[RECORDS SHOWN Boundary: Start]
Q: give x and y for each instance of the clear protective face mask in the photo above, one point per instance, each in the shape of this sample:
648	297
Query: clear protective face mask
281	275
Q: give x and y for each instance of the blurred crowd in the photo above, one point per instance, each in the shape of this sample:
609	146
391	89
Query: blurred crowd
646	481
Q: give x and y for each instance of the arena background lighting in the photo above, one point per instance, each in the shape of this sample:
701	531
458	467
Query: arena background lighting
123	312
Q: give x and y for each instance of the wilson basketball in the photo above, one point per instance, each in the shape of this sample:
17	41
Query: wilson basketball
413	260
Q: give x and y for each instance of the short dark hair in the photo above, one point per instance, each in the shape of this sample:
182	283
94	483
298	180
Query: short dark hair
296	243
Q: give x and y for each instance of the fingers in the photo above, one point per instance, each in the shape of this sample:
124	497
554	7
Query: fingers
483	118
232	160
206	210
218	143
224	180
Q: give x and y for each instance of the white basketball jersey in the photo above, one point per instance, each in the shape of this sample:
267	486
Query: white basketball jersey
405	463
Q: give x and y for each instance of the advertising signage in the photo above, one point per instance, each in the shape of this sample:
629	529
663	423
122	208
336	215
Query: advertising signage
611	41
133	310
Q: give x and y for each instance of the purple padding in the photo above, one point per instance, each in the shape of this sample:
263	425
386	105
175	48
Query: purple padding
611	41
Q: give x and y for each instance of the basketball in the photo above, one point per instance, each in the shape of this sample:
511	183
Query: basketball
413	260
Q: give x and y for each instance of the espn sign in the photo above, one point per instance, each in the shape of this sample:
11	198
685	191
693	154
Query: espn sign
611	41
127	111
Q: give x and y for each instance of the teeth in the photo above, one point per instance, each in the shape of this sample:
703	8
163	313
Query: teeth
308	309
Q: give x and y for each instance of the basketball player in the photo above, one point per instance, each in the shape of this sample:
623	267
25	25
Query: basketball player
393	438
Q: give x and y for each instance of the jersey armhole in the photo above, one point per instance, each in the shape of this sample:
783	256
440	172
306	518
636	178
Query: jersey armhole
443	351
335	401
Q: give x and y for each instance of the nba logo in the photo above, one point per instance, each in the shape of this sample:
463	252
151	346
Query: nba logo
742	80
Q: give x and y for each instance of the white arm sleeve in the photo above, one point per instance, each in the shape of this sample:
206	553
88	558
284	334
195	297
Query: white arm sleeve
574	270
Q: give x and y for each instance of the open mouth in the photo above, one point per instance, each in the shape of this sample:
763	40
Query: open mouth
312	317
[RECORDS SHOWN Boundary: End]
▸ AIM OF THE TASK:
Repeat the data exactly as it was given above.

▸ WRITTEN RESPONSE:
Q: give x and y for each instance of the clear protective face mask in the photo above, one point per instance, each in the shape of this sample:
648	297
Query: clear protective face mask
281	275
Q: give x and y for each instance of the blurred crowd in the photo above, one point per instance, each in the shape of this sample:
609	146
391	89
Query: blurred crowd
646	481
Q: give x and y for each instance of the arena background lighting in the photo above, one point per instance, each in the shape of this sample:
701	531
458	467
Query: arena background lighting
123	312
Q: give x and y for each instance of the wilson basketball in the photo above, one point per instance, each in the shape of this sample:
17	41
Query: wilson basketball
413	260
Q: give x and y for each instance of the short dark hair in the photo above, one point per instance, each in the shape of this sample:
182	283
94	483
298	180
Query: short dark hair
296	243
Q: give x and y for each instance of the fingers in the photo above, one point per instance, each in the shape of this sample:
124	497
554	7
Query: fingers
483	118
232	160
206	210
218	143
224	180
Q: give x and y for each instance of the white basketball jersey in the photo above, one point per instance, each in the shape of this sample:
267	486
Query: white basketball jersey
405	463
Q: give x and y for each instance of the advertising signage in the photo above, one point per instance, each in the shape of this sample:
629	529
663	423
122	208
336	215
Query: advertising signage
611	41
133	310
Q: give x and y for each instance of the purple padding in the photo above, one point per instance, each in the shape of this sample:
263	425
386	105
175	48
Query: purple padding
611	41
Q: give x and y for each instance of the basketball in the photo above, one point per instance, each in the shape of this sample:
511	183
Query: basketball
413	260
Q: give x and y for each instance of the espn sign in the photo above, one point per instance, each in the shape of this sample:
11	198
685	191
693	154
Query: espn sign
611	41
127	111
Q: give x and y for each instance of the teeth in the photo above, one point per instance, each in the shape of this sample:
703	8
163	313
Query: teeth
308	309
Q: give x and y for each instance of the basketball player in the photo above, one point per instance, each in the shape of this sample:
623	267
25	25
Query: basketball player
393	438
Q: give x and y for each instance of the jersey armhole in the photo above, one point per instance, each in the shape of this sample:
783	256
440	172
306	518
636	178
Query: jersey armhole
443	351
335	401
Q: give x and y for each instance of the nba logo in the photo above, one point per instance, each in the shape of this sample:
463	252
151	346
Query: nba logo
742	80
Q: give x and y for each instance of the white arm sleeve in the photo above, one point per instance, each in the shape of this sample:
206	553
88	558
284	334
195	297
Query: white arm sleeve
574	270
Q: give x and y for each instance of the open mouth in the photo above, one point per instance, each in the shape of this sample:
763	40
Query: open mouth
312	317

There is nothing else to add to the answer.